▸ **課題一覧**
1. 『生を祝う』の紹介文のうち、「昨年、『彼岸花が咲く島』で第」から「なるんじゃないかと思います。」までを、両端の語句も含めて一字も変えずに出力してください。
2. 『生を祝う』の紹介文について、最後に示された文の後から続きを書き進めてください。

▸ **本文抜粋**
-=-=-=-=-

2022年の2冊目
は、胎児の同意を得なければ出産できない近未来を舞台にした衝撃作!
『生を祝う』(李琴峰 著)
昨年、『彼岸花が咲く島』で第165回芥川賞を受賞された李琴峰さんの、芥川賞受賞後第一作としても注目をされた話題作です。
【あらすじ】
出生前に胎児の意思を確認する「合意出生制度」が法制化された近未来の日本。胎児には遺伝や環境などの要因を基にした「生存難易度」が伝えられ、生まれるかどうかの判断がゆだねられる。出生を拒んだ胎児を出産した場合は「出生強制」の罪に問われる世界で、同性婚をしたパートナーとの間に人工妊娠手術により子を宿した主人公・立花彩華。彼女が、葛藤しながらくだす決断とは――。
本作は多分、読み手の捉える“軸(視点)”がどこかで、感じ方が大きく異なるんじゃないかと思います。

-=-=-=-=-

▸ **提供資料**
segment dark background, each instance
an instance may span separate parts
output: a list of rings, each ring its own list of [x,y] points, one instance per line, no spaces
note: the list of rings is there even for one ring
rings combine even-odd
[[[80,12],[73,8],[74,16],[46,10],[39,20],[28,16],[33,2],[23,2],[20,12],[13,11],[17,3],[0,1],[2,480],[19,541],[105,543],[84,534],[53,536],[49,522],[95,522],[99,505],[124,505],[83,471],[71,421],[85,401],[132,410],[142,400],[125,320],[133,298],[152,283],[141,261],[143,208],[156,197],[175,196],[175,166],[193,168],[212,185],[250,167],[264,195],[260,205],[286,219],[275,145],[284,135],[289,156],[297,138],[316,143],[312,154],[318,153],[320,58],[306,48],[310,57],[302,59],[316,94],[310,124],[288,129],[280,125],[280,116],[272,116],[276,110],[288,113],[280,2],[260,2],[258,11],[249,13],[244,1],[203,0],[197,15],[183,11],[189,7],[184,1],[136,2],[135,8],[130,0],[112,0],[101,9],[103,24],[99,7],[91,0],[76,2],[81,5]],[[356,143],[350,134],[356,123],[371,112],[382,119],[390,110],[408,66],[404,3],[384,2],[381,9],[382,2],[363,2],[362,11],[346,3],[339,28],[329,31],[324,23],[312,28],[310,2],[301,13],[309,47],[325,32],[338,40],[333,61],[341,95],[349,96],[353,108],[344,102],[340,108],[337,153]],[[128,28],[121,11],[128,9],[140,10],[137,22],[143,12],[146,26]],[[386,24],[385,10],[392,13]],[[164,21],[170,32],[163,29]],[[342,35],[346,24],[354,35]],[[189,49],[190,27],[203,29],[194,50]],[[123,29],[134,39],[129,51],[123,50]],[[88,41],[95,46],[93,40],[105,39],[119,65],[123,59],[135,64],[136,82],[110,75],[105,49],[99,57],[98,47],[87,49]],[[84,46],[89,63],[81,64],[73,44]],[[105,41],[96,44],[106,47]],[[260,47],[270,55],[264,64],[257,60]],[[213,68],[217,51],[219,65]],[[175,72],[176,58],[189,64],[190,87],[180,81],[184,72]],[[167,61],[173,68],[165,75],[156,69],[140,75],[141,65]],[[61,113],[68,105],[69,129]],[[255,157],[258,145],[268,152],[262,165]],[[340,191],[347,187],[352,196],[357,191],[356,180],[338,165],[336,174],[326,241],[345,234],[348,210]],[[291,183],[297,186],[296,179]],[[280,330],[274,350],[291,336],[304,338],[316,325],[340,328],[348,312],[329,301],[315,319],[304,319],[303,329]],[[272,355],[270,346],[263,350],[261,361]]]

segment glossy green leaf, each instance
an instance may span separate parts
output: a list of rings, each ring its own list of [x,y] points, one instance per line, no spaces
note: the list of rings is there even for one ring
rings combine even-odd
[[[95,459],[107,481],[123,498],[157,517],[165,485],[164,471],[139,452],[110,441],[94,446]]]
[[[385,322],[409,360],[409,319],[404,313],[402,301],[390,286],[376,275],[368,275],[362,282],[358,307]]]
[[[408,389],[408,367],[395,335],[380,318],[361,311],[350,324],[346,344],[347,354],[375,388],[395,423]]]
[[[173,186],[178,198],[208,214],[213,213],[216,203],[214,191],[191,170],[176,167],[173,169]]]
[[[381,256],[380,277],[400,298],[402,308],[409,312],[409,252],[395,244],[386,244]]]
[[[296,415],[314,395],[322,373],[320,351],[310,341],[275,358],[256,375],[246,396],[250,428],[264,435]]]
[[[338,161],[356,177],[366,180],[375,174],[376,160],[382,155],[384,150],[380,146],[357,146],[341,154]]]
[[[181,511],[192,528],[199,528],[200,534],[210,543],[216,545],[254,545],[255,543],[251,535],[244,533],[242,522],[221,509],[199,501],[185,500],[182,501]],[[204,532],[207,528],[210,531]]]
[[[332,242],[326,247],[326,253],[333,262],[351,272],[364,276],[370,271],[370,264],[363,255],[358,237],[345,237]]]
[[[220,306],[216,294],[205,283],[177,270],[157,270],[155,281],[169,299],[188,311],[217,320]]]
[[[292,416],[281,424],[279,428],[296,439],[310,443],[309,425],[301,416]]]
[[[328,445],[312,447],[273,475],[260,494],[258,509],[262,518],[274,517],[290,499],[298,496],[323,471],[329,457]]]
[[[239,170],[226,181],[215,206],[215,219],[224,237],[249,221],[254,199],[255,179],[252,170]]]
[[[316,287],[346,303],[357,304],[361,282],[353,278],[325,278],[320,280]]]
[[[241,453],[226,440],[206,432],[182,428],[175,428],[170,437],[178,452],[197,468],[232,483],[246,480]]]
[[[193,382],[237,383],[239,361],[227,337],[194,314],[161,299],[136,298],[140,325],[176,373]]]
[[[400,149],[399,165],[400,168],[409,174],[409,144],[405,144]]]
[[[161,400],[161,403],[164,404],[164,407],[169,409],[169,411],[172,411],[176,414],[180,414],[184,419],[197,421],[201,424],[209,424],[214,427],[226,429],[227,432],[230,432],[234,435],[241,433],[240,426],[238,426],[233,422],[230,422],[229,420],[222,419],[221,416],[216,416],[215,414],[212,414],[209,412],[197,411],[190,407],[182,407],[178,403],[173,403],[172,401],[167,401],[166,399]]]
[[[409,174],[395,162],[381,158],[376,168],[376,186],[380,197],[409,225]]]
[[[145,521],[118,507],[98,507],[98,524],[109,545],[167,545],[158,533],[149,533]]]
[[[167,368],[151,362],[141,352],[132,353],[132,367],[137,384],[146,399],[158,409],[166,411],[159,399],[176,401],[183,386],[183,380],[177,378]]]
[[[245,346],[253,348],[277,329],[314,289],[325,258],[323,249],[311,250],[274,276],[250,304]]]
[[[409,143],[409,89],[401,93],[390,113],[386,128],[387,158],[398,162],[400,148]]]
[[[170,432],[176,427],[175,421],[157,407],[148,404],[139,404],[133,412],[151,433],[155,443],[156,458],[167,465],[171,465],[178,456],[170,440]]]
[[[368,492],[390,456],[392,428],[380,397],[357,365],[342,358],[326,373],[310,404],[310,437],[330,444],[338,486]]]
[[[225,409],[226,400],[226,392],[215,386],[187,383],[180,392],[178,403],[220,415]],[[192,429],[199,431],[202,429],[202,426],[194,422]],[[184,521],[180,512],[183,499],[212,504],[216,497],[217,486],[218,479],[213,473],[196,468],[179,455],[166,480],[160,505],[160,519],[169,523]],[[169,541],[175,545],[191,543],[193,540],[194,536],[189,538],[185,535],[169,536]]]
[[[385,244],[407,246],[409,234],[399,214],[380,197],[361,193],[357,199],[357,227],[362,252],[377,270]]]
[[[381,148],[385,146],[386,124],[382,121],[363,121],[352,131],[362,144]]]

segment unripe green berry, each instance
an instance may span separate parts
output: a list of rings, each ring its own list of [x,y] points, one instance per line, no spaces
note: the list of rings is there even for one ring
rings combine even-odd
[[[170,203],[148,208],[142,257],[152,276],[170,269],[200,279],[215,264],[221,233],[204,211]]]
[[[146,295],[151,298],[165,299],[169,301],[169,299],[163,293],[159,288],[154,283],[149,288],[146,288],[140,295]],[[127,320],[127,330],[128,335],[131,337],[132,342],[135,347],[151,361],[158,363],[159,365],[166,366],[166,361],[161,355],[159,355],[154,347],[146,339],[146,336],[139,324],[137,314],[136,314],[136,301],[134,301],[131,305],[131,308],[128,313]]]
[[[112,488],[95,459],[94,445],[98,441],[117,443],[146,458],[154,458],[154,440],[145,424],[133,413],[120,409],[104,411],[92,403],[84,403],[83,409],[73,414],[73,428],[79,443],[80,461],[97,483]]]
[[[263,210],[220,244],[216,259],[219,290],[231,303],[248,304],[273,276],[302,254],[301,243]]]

-=-=-=-=-

▸ **解答一覧**
1.
昨年、『彼岸花が咲く島』で第165回芥川賞を受賞された李琴峰さんの、芥川賞受賞後第一作としても注目をされた話題作です。
【あらすじ】
出生前に胎児の意思を確認する「合意出生制度」が法制化された近未来の日本。胎児には遺伝や環境などの要因を基にした「生存難易度」が伝えられ、生まれるかどうかの判断がゆだねられる。出生を拒んだ胎児を出産した場合は「出生強制」の罪に問われる世界で、同性婚をしたパートナーとの間に人工妊娠手術により子を宿した主人公・立花彩華。彼女が、葛藤しながらくだす決断とは――。
本作は多分、読み手の捉える“軸(視点)”がどこかで、感じ方が大きく異なるんじゃないかと思います。

2.
例えば、ある人は「死生観」を、別のある人は「親の権利」を、また別の人は「子どもの権利」をそれぞれ“軸”に捉え、本作を受け止めたと思うのです。(他にももっとあると思いますが、一例としてご容赦ください。)
そんな自分は「子どもの権利」を“軸”に本作を受け止めました。
本作を読みながら、ずっと頭に浮かんでいたのは、2019年4月1日にデンマークで施行された新離婚法における子どもの権利についてです。
(詳しくはコチラ↓↓)
自分はこの新離婚法が施行されたことを知ったとき、このような視点の法律や制度がもっと広がって欲しいと思いました。そして、それは今も変わりません。
子ども自身にとっての最善が、親の子どもへの権利以上に優先されるべきことって、現代の社会にもたくさんあると思うのです。
あなたは一体、何の”軸”で本作を受け止めましたか??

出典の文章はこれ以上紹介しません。